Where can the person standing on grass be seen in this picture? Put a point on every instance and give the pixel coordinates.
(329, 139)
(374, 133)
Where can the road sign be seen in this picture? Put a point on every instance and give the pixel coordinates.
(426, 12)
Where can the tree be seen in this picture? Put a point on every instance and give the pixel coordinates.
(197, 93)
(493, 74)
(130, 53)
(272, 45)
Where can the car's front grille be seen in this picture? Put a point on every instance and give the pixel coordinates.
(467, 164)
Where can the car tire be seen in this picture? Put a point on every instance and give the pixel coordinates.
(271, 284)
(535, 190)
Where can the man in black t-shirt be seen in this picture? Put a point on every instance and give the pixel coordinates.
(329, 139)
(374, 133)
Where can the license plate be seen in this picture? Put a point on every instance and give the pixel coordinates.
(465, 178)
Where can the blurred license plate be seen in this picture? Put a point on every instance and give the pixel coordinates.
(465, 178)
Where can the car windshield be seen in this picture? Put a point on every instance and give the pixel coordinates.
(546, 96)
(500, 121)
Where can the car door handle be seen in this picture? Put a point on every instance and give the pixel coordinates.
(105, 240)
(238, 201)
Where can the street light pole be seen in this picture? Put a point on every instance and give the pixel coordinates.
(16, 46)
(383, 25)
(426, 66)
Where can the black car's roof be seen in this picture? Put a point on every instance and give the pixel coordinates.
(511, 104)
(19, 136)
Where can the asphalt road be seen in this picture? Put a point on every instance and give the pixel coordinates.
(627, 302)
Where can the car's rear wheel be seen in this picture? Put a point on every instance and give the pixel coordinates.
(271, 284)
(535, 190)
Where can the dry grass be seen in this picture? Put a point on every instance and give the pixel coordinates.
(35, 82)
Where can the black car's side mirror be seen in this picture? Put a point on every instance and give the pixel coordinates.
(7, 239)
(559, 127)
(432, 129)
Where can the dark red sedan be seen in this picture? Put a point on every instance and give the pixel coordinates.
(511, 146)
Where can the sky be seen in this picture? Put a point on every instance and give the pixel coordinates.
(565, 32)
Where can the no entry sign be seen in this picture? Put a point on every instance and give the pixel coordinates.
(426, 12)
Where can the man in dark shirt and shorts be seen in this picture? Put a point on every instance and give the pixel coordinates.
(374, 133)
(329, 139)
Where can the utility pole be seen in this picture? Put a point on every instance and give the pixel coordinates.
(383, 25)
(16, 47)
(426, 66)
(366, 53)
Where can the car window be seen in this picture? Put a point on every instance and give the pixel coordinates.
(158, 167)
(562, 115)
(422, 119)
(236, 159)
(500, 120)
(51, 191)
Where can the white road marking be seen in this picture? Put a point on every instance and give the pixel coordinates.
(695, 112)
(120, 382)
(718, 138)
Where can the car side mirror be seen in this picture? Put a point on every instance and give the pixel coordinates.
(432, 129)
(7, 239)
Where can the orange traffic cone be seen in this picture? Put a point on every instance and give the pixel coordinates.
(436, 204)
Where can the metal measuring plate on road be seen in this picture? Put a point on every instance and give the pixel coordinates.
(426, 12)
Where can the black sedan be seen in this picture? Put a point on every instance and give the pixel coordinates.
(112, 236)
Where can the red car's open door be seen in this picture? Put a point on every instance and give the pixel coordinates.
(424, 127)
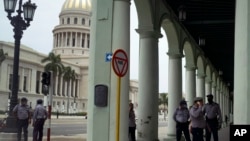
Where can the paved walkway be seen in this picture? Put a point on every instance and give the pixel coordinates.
(223, 133)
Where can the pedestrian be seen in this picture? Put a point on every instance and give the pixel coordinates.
(181, 117)
(23, 115)
(132, 124)
(213, 118)
(198, 123)
(39, 117)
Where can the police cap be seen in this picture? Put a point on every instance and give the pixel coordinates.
(210, 95)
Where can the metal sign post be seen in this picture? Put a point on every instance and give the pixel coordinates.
(120, 67)
(49, 105)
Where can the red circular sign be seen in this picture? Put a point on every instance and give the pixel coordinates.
(120, 62)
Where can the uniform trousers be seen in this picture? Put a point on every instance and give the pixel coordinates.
(213, 125)
(22, 125)
(131, 133)
(182, 127)
(38, 130)
(197, 134)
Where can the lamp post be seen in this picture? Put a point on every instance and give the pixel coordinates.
(19, 23)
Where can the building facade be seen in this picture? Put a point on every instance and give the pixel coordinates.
(71, 39)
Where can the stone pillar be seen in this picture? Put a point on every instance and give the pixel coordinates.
(201, 86)
(21, 78)
(4, 75)
(208, 89)
(73, 87)
(214, 93)
(80, 40)
(190, 85)
(86, 40)
(56, 86)
(33, 81)
(110, 22)
(218, 95)
(148, 86)
(242, 64)
(175, 90)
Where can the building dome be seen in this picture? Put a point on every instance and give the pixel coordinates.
(77, 5)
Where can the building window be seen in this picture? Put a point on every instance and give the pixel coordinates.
(37, 86)
(68, 21)
(25, 84)
(75, 20)
(73, 41)
(10, 81)
(83, 21)
(67, 41)
(82, 43)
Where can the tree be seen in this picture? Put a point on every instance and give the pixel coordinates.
(69, 75)
(55, 65)
(2, 56)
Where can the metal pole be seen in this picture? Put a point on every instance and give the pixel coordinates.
(18, 25)
(118, 99)
(49, 105)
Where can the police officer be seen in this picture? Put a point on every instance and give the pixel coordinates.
(23, 114)
(198, 122)
(39, 117)
(181, 117)
(213, 118)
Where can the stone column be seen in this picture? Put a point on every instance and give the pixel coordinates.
(21, 78)
(110, 21)
(29, 77)
(56, 86)
(33, 81)
(190, 85)
(201, 86)
(242, 64)
(86, 40)
(175, 90)
(4, 75)
(148, 87)
(74, 88)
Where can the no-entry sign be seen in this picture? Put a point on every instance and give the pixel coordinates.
(120, 62)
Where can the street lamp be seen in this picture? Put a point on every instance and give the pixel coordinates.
(19, 25)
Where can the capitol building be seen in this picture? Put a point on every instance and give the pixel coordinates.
(71, 38)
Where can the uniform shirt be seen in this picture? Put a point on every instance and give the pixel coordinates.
(181, 115)
(132, 118)
(197, 117)
(22, 111)
(213, 111)
(40, 112)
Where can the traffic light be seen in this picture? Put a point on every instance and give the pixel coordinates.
(46, 78)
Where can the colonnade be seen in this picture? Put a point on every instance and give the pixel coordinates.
(71, 39)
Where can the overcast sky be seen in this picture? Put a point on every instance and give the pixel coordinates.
(39, 36)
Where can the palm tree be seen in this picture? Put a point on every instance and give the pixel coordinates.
(55, 65)
(2, 56)
(69, 76)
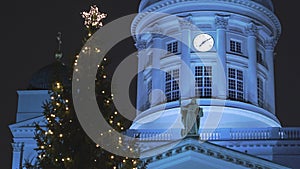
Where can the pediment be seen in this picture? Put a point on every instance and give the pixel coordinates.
(192, 154)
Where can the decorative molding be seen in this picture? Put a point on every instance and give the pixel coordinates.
(141, 44)
(221, 21)
(156, 31)
(252, 29)
(269, 43)
(186, 22)
(210, 151)
(18, 146)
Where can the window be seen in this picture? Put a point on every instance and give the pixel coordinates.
(203, 81)
(172, 47)
(235, 84)
(172, 85)
(235, 46)
(260, 92)
(259, 57)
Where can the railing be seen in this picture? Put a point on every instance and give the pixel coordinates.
(221, 134)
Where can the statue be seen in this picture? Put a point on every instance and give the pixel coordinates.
(191, 114)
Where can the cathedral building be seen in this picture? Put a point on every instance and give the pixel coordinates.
(218, 54)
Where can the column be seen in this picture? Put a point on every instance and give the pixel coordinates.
(270, 86)
(186, 75)
(252, 63)
(157, 90)
(17, 155)
(220, 73)
(141, 91)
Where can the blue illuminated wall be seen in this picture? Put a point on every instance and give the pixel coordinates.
(233, 81)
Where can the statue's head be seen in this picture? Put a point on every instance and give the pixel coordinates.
(193, 101)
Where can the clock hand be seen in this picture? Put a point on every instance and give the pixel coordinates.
(204, 42)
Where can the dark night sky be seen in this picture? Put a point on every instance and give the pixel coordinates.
(28, 36)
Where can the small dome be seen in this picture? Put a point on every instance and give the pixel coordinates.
(266, 3)
(46, 76)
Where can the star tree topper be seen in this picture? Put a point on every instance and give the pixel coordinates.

────────

WHAT IS ASKED ▸
Reproduce the records verbatim, from the line containing "Where can the statue's" through the end of the records.

PROBLEM SOLUTION ▸
Where can the statue's head be seen in this picture? Put a point on every instance and give the pixel coordinates.
(193, 101)
Where can the clock hand be seen in this picture? Put a point on every instance and give the pixel coordinates.
(204, 42)
Where can the dark night sky be seen in this picture? Put a point on every instance and give the pixel coordinates.
(28, 36)
Where can the small dome be seen in this picture? Put a point on every instance and give the pixel coordinates.
(266, 3)
(46, 76)
Where can the star tree topper be seen in this picture? Put a point on every instance and give the pixel coordinates.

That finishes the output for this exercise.